§ **Location identification entries**
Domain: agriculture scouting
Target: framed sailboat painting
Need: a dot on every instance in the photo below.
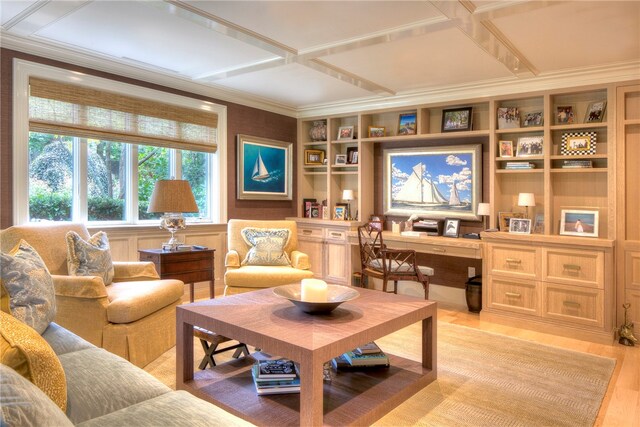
(264, 168)
(433, 182)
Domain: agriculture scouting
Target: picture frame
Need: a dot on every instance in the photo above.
(578, 143)
(264, 168)
(595, 112)
(564, 115)
(504, 218)
(530, 146)
(520, 226)
(352, 155)
(457, 119)
(508, 118)
(409, 186)
(534, 118)
(451, 227)
(579, 222)
(314, 157)
(345, 132)
(505, 148)
(407, 124)
(376, 131)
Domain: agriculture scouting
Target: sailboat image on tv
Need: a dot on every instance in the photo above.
(260, 172)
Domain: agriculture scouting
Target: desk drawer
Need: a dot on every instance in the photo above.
(572, 267)
(514, 261)
(520, 296)
(574, 304)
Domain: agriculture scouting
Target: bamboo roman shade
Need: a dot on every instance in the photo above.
(67, 109)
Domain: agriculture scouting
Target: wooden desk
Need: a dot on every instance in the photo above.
(196, 265)
(264, 320)
(437, 245)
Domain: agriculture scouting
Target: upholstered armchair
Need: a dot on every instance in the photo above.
(133, 317)
(245, 274)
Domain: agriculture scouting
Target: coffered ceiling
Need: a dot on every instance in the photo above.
(303, 56)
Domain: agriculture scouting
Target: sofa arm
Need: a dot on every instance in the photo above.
(232, 259)
(300, 260)
(86, 287)
(134, 271)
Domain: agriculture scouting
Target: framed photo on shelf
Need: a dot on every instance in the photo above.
(533, 119)
(529, 146)
(578, 143)
(595, 112)
(264, 169)
(505, 148)
(313, 157)
(504, 218)
(508, 118)
(564, 115)
(407, 124)
(520, 226)
(451, 227)
(352, 155)
(457, 119)
(376, 131)
(345, 132)
(579, 222)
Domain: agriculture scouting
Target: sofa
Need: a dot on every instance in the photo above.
(241, 276)
(133, 317)
(102, 389)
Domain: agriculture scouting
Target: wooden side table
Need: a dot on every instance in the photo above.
(196, 265)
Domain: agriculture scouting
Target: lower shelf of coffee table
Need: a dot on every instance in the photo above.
(353, 397)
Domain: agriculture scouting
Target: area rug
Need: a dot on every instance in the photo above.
(486, 379)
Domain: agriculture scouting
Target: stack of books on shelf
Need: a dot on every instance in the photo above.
(365, 356)
(519, 165)
(276, 376)
(577, 164)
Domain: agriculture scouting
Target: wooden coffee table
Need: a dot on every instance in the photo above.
(274, 324)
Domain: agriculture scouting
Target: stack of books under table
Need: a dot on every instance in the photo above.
(365, 356)
(276, 376)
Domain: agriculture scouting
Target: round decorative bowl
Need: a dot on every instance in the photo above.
(336, 295)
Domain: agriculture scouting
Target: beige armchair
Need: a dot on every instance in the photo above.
(243, 278)
(133, 317)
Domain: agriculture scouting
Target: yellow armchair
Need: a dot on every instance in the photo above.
(243, 278)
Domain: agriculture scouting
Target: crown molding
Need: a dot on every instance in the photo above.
(138, 71)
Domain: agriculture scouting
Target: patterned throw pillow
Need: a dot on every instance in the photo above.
(89, 258)
(26, 352)
(26, 280)
(267, 246)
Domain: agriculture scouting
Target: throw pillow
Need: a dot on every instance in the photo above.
(26, 280)
(26, 352)
(91, 257)
(267, 246)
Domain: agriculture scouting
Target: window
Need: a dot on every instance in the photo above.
(97, 163)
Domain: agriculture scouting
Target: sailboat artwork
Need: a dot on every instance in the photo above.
(435, 182)
(264, 169)
(260, 172)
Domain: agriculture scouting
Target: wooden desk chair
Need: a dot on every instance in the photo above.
(389, 264)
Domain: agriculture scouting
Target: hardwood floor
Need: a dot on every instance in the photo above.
(621, 404)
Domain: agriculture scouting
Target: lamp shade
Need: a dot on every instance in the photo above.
(484, 209)
(526, 199)
(172, 195)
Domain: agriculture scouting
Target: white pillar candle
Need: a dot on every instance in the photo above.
(313, 290)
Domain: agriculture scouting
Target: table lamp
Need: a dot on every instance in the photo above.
(173, 197)
(347, 196)
(484, 210)
(526, 199)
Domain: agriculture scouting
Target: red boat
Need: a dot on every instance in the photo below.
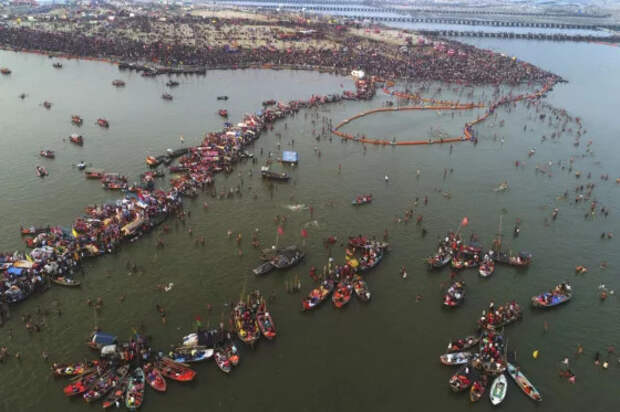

§ **Description of the task**
Please count the lines of the items above that contain the word "stack", and give only that number.

§ **Task result**
2